(Object position labeling entries)
• • •

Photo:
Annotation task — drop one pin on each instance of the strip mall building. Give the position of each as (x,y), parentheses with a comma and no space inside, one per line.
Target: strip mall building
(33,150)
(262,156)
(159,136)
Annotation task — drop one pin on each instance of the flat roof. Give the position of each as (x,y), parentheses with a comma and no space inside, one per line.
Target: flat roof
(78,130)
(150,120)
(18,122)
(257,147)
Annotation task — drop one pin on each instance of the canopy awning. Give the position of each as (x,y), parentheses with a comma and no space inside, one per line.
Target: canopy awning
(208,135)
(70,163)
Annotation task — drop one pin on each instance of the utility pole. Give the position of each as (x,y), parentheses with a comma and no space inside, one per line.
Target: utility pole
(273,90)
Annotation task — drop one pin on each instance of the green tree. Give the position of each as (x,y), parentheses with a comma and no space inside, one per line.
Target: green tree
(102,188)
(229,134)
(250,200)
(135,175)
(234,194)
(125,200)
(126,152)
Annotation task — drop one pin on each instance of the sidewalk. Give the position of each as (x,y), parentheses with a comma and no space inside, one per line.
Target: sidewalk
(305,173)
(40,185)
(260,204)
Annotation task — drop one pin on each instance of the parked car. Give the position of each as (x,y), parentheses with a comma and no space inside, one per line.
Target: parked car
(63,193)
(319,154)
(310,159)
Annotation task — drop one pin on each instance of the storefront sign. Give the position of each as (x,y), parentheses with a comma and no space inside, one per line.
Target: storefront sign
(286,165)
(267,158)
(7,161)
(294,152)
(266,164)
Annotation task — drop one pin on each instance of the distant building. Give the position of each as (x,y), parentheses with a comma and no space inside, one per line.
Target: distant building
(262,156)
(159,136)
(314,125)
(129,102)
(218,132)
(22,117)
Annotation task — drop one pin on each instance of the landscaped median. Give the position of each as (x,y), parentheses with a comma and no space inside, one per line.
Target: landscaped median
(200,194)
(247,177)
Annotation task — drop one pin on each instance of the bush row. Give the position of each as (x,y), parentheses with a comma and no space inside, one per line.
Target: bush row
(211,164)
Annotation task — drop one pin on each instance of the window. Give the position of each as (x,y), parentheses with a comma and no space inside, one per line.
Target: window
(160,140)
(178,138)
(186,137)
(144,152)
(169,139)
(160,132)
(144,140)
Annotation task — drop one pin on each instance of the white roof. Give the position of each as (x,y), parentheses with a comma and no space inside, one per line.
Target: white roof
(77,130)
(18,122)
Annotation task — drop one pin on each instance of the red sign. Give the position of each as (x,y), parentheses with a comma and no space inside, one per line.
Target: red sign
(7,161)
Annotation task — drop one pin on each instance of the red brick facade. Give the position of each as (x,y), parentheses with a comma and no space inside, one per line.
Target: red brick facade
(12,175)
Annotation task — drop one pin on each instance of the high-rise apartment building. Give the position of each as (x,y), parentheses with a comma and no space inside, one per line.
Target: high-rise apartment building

• • •

## Exercise instructions
Turn the listing above into a Markdown table with the columns "Number" and "Line", one row per line, numbered in order and leaving out blank lines.

## Written answer
| Number | Line |
|---|---|
| 1 | Photo: |
| 2 | Annotation task — drop one pin on each instance of the strip mall building. Give the position of each as (x,y), parentheses with a comma and no space inside, one per line. |
| 3 | Target: strip mall building |
| 4 | (33,150) |
| 5 | (262,156) |
| 6 | (159,136) |
| 7 | Annotation task — drop one pin on each instance of the flat roof. Give the position of each as (x,y), parentheses with a comma and no space inside, one per line. |
| 8 | Target: flat roof |
| 9 | (78,130) |
| 10 | (150,120) |
| 11 | (18,122) |
| 12 | (257,147) |
| 13 | Annotation task — drop one pin on each instance of the canopy awning. Give the position of each as (x,y), parentheses with a comma and no space inside, one per line. |
| 14 | Target: canopy awning |
| 15 | (208,135) |
| 16 | (70,163) |
| 17 | Annotation task — drop one pin on each instance of the utility pole. Give the position of each as (x,y), parentheses with a comma and no space inside, one per line. |
| 18 | Target: utility pole |
| 19 | (273,90) |
| 20 | Annotation task — drop one pin on each instance of the green tree. Give the position of each as (x,y), parentheses with a comma and no space inside, one per line. |
| 21 | Target: green tree |
| 22 | (102,188) |
| 23 | (229,134) |
| 24 | (250,200) |
| 25 | (135,175) |
| 26 | (234,194) |
| 27 | (125,200) |
| 28 | (126,152) |
| 29 | Annotation task — drop one pin on each instance of the sidewalk. Give the position of each as (x,y), parentheses with a comma and no space inside, one per line. |
| 30 | Target: sidewalk |
| 31 | (305,173) |
| 32 | (40,185) |
| 33 | (260,204) |
| 34 | Annotation task — drop one pin on each instance of the parked car. Give the position of each as (x,y), parentheses with a comma and no space inside, one per line. |
| 35 | Target: parked car |
| 36 | (63,193) |
| 37 | (319,154) |
| 38 | (310,159) |
| 39 | Annotation task — drop one pin on each instance of the storefront sign. Give the position of each as (x,y), parentheses with a comma and no space inside, one per line. |
| 40 | Target: storefront sign |
| 41 | (286,165) |
| 42 | (267,158) |
| 43 | (7,161) |
| 44 | (294,152) |
| 45 | (266,164) |
| 46 | Annotation task — drop one pin on each instance of the distant building. Give the position of each as (x,y), parentheses with a comma and no space inside, one per line. |
| 47 | Target: distant building |
| 48 | (262,156) |
| 49 | (159,136) |
| 50 | (314,125) |
| 51 | (129,102) |
| 52 | (218,132) |
| 53 | (22,117) |
| 54 | Annotation task — drop one pin on each instance of the landscaped median. Give the position of each as (x,y), parentheses with a comma and no space inside, one per line. |
| 55 | Target: landscaped median |
| 56 | (200,194) |
| 57 | (247,177) |
| 58 | Annotation task — drop one pin on each instance of the bush row. Give the position of each as (x,y), parentheses with a comma and no space inside, one per line. |
| 59 | Target: bush row |
| 60 | (211,164) |
| 61 | Annotation task — drop one pin on each instance of the window. Give the position of each as (x,y), parentheses with a comma and no space inside, one per line. |
| 62 | Target: window |
| 63 | (160,140) |
| 64 | (178,138) |
| 65 | (186,137) |
| 66 | (144,152) |
| 67 | (169,139) |
| 68 | (160,132) |
| 69 | (144,140) |
| 70 | Annotation task — drop one pin on each instance of the white roof. Give the position of each as (x,y), parentheses with a comma and no space inside, one per line. |
| 71 | Target: white roof |
| 72 | (77,130) |
| 73 | (18,122) |
| 74 | Annotation task — drop one pin on each instance of the red sign. Give the position of each as (x,y), parentheses with a comma and no space inside, one per line. |
| 75 | Target: red sign |
| 76 | (7,161) |
| 77 | Annotation task — drop one pin on each instance of the red brick facade. Give the position of each as (x,y), parentheses with a comma and no space inside, one per line. |
| 78 | Target: red brick facade |
| 79 | (12,175) |
| 80 | Annotation task — drop one pin on each instance of the high-rise apartment building. Give the position of each as (x,y), parentheses with a comma and no space inside, one per line. |
| 81 | Target: high-rise apartment building |